**GIVEN DATA**
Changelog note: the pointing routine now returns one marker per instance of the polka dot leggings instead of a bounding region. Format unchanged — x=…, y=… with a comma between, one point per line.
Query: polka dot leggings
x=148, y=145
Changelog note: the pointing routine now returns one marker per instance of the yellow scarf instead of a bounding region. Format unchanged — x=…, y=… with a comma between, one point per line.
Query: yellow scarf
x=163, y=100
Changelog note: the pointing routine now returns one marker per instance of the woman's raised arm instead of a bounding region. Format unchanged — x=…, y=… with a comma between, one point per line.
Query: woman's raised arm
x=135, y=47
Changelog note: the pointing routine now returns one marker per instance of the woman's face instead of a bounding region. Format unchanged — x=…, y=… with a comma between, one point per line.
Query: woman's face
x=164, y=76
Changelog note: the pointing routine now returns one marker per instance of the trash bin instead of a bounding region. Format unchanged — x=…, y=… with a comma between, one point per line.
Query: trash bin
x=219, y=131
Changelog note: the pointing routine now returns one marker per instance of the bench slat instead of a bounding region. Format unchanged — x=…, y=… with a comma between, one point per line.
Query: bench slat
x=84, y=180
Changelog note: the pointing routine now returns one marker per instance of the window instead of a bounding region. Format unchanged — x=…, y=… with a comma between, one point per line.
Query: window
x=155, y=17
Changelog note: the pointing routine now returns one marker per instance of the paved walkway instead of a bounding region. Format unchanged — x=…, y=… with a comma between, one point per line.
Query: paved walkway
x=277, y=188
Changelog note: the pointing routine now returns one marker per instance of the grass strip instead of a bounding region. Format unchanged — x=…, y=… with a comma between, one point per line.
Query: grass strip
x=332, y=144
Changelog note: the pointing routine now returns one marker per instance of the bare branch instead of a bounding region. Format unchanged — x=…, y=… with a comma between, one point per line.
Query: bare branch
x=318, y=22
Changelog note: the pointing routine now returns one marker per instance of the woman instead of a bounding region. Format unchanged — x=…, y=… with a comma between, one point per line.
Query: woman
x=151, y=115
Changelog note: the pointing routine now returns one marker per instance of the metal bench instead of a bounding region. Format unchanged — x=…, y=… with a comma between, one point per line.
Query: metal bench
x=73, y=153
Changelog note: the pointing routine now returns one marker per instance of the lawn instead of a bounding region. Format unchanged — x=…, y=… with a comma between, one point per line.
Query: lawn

**WORK TO COMPLETE**
Set out each line of the items above as a Markdown table with the columns Row and Text, numbering the rows and skipping any blank lines.

**ANSWER FOR THIS EXERCISE**
| Row | Text |
|---|---|
| 1 | Changelog note: the pointing routine now returns one marker per instance of the polka dot leggings instead of a bounding region. Format unchanged — x=…, y=… with a comma between, one point per line. |
| 2 | Query: polka dot leggings |
| 3 | x=148, y=145 |
| 4 | Changelog note: the pointing routine now returns one marker per instance of the yellow scarf instead of a bounding region. Format unchanged — x=…, y=… with a comma between, one point per line. |
| 5 | Query: yellow scarf |
| 6 | x=163, y=100 |
| 7 | Changelog note: the pointing routine now returns one marker per instance of the woman's raised arm instead of a bounding region. Format unchanged — x=…, y=… with a comma between, one point per line. |
| 8 | Query: woman's raised arm |
| 9 | x=135, y=47 |
| 10 | Changelog note: the pointing routine now returns one marker per instance of the woman's face instead of a bounding region. Format unchanged — x=…, y=… with a comma between, one point per line. |
| 11 | Query: woman's face |
| 12 | x=164, y=76 |
| 13 | Changelog note: the pointing routine now returns one marker per instance of the trash bin instead of a bounding region. Format unchanged — x=…, y=… with a comma between, one point per line. |
| 14 | Query: trash bin |
| 15 | x=219, y=131 |
| 16 | Changelog note: the pointing routine now returns one marker per instance of the bench slat instead of a bounding region. Format unchanged — x=…, y=… with a comma between, one point per line. |
| 17 | Query: bench slat |
| 18 | x=84, y=180 |
| 19 | Changelog note: the pointing routine now returns one marker per instance of the window instead of a bounding region. Format unchanged — x=…, y=… with a comma between, one point per line. |
| 20 | Query: window |
| 21 | x=155, y=17 |
| 22 | Changelog note: the pointing routine now returns one marker per instance of the paved walkway instead of a bounding region. Format unchanged — x=…, y=… with a comma between, one point per line. |
| 23 | Query: paved walkway |
| 24 | x=277, y=188 |
| 25 | Changelog note: the pointing routine now returns one marker per instance of the grass strip instead of a bounding region. Format unchanged — x=…, y=… with a comma between, one point per line. |
| 26 | Query: grass strip |
| 27 | x=332, y=144 |
| 28 | Changelog note: the pointing routine now returns one marker per instance of the bare branch instead of a bounding region. Format unchanged — x=…, y=… with a comma between, one point per line. |
| 29 | Query: bare branch |
| 30 | x=318, y=22 |
| 31 | Changelog note: the pointing routine now returns one marker per instance of the woman instead of a bounding region. Format unchanged — x=…, y=… with a comma between, one point per line. |
| 32 | Query: woman |
| 33 | x=151, y=115 |
| 34 | Changelog note: the pointing routine now returns one marker per instance of the metal bench instead of a bounding region. Format unchanged — x=…, y=… with a comma between, one point per line. |
| 35 | Query: metal bench |
| 36 | x=73, y=153 |
| 37 | Changelog note: the pointing routine now returns one marker per instance of the lawn instead of a bounding region. Format unchanged — x=…, y=… with a comma between, one point per line. |
| 38 | Query: lawn |